• [TEXT EXCERPT]:
........

Generally speaking, I don’t like to leave things hanging in the air.
And even less do I like anyone thinking that I might have been trying to mislead people.
As I’ve often said, I don’t mind telling you, “I don’t really know what this scripture means.”
I am not one of those “know-in-all” preachers.
And just to be honest, sometimes I wonder how you and the Lord put up with my stupidity.
But I’ve gotten pretty bold over the last week, saying that Paul was not in sin or rebellion against God when he continued on to Jerusalem.
I have said several times, Paul’s friends were urging him to avoid the big city,
On the other hand, I’m not so foolish to think that MY insistence on something makes it so.
When I said that to someone prior to the service, he was knocked on his heels, because he was sure that some of the prophets had told Paul not to go.
And then after the service another person came to me with Acts 21:4 which appears to prove that I was wrong, and this time I was knocked back on my heels.
I went home depressed thinking that I had made a statement without investigating it properly.
I couldn’t understand how I missed – or misunderstood – this verse while preparing for that message.
So Monday morning I read and re-read EVERY reference in my library which dealt with this verse.
The title of tonight’s lesson is “Who was Right?”
And before you think that it’s in reference to you and me, let me stop you.
The title is in regard to whether Paul or his friends were right.
Notice Acts 20:22-23: – “And now, behold, I go bound in the spirit unto Jerusalem, not knowing the things that shall befall me there: Save that the Holy Ghost witnesseth in every city, saying that bonds and afflictions abide me.”
Even though we have not been told about them, it appears that when Paul left his three-year ministry in Ephesus, traveling through Macedonia and Achaia, prophets in Philippi, Thessalonica, Berea, Corinth and other places had been telling him that once he got to Jerusalem he would be bound and afflicted.

........

(Location labeling records)
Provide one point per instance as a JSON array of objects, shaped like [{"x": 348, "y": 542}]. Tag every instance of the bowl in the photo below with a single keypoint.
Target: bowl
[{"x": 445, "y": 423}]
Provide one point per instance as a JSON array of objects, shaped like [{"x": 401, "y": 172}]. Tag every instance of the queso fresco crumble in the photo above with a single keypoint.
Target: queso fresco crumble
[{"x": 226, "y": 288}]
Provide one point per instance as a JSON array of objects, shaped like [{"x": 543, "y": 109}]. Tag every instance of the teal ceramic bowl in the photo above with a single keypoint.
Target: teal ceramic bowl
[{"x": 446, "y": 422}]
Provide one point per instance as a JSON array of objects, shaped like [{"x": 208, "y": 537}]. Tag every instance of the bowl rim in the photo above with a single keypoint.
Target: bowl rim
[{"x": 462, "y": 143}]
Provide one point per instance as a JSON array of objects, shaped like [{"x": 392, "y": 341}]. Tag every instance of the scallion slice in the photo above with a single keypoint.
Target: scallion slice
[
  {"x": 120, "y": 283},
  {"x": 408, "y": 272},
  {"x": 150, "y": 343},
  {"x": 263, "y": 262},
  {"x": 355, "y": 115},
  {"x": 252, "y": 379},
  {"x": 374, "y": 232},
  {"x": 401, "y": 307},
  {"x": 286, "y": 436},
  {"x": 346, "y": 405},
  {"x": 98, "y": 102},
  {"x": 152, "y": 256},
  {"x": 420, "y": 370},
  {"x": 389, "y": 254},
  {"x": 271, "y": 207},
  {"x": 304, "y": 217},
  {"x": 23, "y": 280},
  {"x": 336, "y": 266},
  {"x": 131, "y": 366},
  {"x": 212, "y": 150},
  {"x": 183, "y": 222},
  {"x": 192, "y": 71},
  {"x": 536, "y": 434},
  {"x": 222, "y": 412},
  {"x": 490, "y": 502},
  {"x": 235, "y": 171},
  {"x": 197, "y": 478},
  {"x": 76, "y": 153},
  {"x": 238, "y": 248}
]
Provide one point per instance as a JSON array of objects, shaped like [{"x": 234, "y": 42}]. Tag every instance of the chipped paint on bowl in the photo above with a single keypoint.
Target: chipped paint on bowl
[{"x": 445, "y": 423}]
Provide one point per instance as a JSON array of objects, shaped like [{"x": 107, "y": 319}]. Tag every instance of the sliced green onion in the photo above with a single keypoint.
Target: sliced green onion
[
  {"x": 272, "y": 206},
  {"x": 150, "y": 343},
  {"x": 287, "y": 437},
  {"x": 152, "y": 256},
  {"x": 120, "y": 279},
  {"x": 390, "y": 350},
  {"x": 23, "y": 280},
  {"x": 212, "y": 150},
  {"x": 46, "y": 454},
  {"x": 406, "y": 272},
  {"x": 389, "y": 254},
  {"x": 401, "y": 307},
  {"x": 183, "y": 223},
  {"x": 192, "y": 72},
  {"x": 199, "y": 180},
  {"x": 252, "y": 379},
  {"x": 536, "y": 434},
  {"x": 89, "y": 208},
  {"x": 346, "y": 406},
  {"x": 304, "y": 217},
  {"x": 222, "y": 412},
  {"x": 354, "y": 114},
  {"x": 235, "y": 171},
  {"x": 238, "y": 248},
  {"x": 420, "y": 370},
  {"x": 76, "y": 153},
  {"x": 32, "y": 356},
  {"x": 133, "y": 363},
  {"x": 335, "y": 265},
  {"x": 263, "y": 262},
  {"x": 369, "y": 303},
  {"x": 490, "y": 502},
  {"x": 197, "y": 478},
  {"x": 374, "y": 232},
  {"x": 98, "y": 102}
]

........

• [THINGS TO DO]:
A: Answer these questions from the sermon excerpt above:
(i) Which verse did a person bring to the speaker after the service?
(ii) What is the title of tonight's lesson?
(iii) On which morning did the speaker read every reference in the library that dealt with that verse?
B: Please list every place name mentioned in the sermon excerpt above.

• [ANSWER LIST]:
A:
(i) Acts 21:4
(ii) "Who was Right?"
(iii) Monday morning

B: Jerusalem, Ephesus, Macedonia, Achaia, Philippi, Thessalonica, Berea, Corinth